[Point placement records]
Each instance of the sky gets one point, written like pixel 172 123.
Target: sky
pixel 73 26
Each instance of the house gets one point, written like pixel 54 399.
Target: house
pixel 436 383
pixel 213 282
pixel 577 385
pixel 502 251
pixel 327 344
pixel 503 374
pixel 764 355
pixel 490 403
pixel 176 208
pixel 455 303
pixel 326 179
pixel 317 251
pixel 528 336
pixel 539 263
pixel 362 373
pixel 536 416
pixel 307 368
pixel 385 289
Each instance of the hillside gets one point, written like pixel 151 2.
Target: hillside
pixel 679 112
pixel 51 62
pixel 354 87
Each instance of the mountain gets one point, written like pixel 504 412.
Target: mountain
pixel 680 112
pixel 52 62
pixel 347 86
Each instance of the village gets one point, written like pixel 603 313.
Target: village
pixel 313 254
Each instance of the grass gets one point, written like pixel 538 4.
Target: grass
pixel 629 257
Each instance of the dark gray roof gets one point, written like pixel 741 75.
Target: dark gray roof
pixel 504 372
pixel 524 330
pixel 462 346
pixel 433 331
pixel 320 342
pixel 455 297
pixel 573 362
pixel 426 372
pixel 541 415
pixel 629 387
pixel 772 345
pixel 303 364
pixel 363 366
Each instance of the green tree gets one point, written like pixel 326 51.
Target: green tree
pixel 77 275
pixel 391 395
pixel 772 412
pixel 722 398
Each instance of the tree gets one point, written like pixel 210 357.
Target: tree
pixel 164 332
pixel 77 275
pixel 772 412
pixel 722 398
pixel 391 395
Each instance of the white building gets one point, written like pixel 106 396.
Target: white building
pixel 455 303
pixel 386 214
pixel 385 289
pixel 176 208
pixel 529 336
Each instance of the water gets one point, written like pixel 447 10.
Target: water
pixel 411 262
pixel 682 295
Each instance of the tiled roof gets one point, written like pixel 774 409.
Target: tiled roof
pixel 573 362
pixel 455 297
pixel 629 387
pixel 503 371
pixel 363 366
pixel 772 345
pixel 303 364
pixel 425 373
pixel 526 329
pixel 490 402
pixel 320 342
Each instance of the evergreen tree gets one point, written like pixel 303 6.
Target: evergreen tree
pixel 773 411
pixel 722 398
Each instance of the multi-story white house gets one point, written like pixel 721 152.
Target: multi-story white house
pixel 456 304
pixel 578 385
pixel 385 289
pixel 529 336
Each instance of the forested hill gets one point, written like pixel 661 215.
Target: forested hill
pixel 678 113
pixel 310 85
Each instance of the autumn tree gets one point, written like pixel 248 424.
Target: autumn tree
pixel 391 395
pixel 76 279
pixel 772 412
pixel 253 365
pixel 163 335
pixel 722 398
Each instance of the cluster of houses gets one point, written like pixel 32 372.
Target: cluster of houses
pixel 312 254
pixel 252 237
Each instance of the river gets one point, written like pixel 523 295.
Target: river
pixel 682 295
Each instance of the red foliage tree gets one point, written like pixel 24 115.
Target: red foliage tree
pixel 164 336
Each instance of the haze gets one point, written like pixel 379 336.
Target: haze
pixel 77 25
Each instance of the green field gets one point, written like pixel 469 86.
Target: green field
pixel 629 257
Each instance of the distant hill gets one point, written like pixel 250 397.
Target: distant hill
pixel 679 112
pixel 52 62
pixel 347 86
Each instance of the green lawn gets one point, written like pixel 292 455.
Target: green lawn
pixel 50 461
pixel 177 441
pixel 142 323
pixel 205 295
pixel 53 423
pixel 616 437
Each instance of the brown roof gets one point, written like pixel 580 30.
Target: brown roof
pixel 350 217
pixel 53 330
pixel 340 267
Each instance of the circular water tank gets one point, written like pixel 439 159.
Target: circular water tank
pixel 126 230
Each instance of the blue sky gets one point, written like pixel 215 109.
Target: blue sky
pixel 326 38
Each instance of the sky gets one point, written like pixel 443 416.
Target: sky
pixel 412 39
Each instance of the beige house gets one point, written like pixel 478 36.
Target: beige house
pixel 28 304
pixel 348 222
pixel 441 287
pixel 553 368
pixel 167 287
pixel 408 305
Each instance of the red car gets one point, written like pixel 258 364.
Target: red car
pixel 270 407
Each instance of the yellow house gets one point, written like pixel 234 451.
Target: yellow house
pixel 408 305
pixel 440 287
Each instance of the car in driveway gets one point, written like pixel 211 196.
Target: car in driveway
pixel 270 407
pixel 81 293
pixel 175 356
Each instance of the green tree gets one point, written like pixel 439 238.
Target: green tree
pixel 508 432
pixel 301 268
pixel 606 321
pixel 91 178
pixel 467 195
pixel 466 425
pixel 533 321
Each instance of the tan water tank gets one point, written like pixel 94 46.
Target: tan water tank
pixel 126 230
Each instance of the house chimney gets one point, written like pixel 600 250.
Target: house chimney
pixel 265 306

WORK INSTRUCTIONS: Arrange every line of the records above as a numbered list, leaving out any blank lines.

EXERCISE OUTPUT:
1. Each instance of the sky gets one point, written like pixel 172 123.
2. Target: sky
3. pixel 73 26
4. Each instance of the house gets one point, written like pixel 54 399.
5. Target: house
6. pixel 436 383
7. pixel 213 282
8. pixel 577 385
9. pixel 502 251
10. pixel 327 344
11. pixel 503 374
12. pixel 764 355
13. pixel 490 403
14. pixel 176 208
15. pixel 455 303
16. pixel 326 179
17. pixel 317 251
18. pixel 528 336
19. pixel 539 263
20. pixel 362 373
21. pixel 536 416
22. pixel 307 368
23. pixel 385 289
24. Each instance of the hillside gets one point, written like pixel 151 2.
25. Target: hillside
26. pixel 679 112
27. pixel 51 62
28. pixel 354 87
29. Each instance of the mountain gets one point, written like pixel 504 412.
30. Target: mountain
31. pixel 680 112
32. pixel 52 62
33. pixel 347 86
34. Each instance of the village gets one point, written like pixel 603 313.
35. Target: village
36. pixel 313 254
37. Each instance of the grass gets one point, written like pixel 538 4.
38. Target: grass
39. pixel 629 257
40. Each instance of the dark gray roof gets one point, written like pixel 741 75.
41. Target: dark gray roof
42. pixel 504 372
43. pixel 524 330
44. pixel 462 346
45. pixel 433 331
46. pixel 320 342
47. pixel 455 297
48. pixel 573 362
49. pixel 426 372
50. pixel 541 415
51. pixel 629 387
52. pixel 772 345
53. pixel 303 364
54. pixel 363 366
55. Each instance of the green tree gets one point, written like pixel 326 51.
56. Target: green tree
57. pixel 77 275
58. pixel 391 395
59. pixel 772 412
60. pixel 722 398
61. Each instance of the tree gets one point, written like pixel 210 357.
62. Target: tree
63. pixel 164 332
64. pixel 77 275
65. pixel 772 412
66. pixel 722 398
67. pixel 391 395
68. Each instance of the white building gets one point, written like pixel 106 396.
69. Target: white building
70. pixel 455 303
71. pixel 386 214
72. pixel 385 289
73. pixel 176 208
74. pixel 529 336
75. Each instance of the water gets one point, written like pixel 447 10.
76. Target: water
77. pixel 411 262
78. pixel 682 295
79. Each instance of the tiled roof gets one point, written like pixel 774 409.
80. Target: tiled roof
81. pixel 573 362
82. pixel 455 297
83. pixel 629 387
84. pixel 503 371
85. pixel 363 366
86. pixel 772 345
87. pixel 303 364
88. pixel 425 373
89. pixel 526 329
90. pixel 490 402
91. pixel 320 342
92. Each instance of the evergreen tree gets one point, written like pixel 303 6.
93. Target: evergreen tree
94. pixel 773 411
95. pixel 722 398
96. Each instance of the multi-story white house gets one point, written like pixel 721 152.
97. Target: multi-story white house
98. pixel 456 304
99. pixel 578 385
100. pixel 385 289
101. pixel 529 336
102. Each instance of the forested hill gets one point, written like pixel 661 215.
103. Target: forested hill
104. pixel 678 113
105. pixel 310 85
106. Each instance of the autumn tree gets one point, written like pixel 248 424.
107. Target: autumn tree
108. pixel 391 395
109. pixel 76 279
110. pixel 772 412
111. pixel 253 365
112. pixel 163 335
113. pixel 722 398
114. Each instance of the cluster of houses gets one point, written like pixel 32 372.
115. Target: cluster of houses
116. pixel 312 254
117. pixel 252 237
118. Each instance of the river gets one point, written like pixel 523 295.
119. Target: river
120. pixel 682 295
121. Each instance of the red foliage tree gets one point, written like pixel 24 115.
122. Target: red foliage tree
123. pixel 164 336
124. Each instance of the haze gets one point, written like pixel 379 336.
125. Target: haze
126. pixel 77 25
127. Each instance of the green field gets one point, written like pixel 469 86.
128. Target: green field
129. pixel 629 257
130. Each instance of the distant hill gets one point, written like pixel 250 397.
131. Target: distant hill
132. pixel 679 112
133. pixel 52 62
134. pixel 347 86
135. Each instance of the green lawn gets one point, written like pixel 292 455.
136. Target: green lawn
137. pixel 50 461
138. pixel 177 441
139. pixel 142 323
140. pixel 205 295
141. pixel 53 423
142. pixel 616 437
143. Each instance of the brown roof gets one point, written like pixel 580 30.
144. Target: brown roof
145. pixel 350 217
146. pixel 53 330
147. pixel 340 267
148. Each instance of the circular water tank gets one point, written like pixel 439 159.
149. Target: circular water tank
150. pixel 126 230
151. Each instance of the blue sky gets one point, written like pixel 215 109.
152. Target: blue sky
153. pixel 326 38
154. Each instance of the sky gets one point, written like pixel 443 416.
155. Target: sky
156. pixel 412 39
157. Each instance of the beige house gets one point, written like pixel 478 36.
158. Target: beige house
159. pixel 28 304
160. pixel 348 222
161. pixel 441 287
162. pixel 553 368
163. pixel 167 287
164. pixel 408 305
165. Each instance of the red car gets one point, written like pixel 258 364.
166. Target: red car
167. pixel 270 407
168. Each instance of the yellow house gets one point, written like pixel 234 451.
169. Target: yellow house
170. pixel 408 305
171. pixel 440 287
172. Each instance of the car in driveway gets one point, written like pixel 211 196.
173. Target: car in driveway
174. pixel 270 407
175. pixel 81 293
176. pixel 175 356
177. Each instance of the green tree gets one point, written like pixel 439 238.
178. Target: green tree
179. pixel 508 432
180. pixel 301 268
181. pixel 606 321
182. pixel 91 178
183. pixel 467 195
184. pixel 466 425
185. pixel 533 321
186. Each instance of the tan water tank gets one point, written like pixel 94 46.
187. Target: tan water tank
188. pixel 126 230
189. Each instance of the house chimney gets one point, written like pixel 600 250.
190. Target: house chimney
191. pixel 265 306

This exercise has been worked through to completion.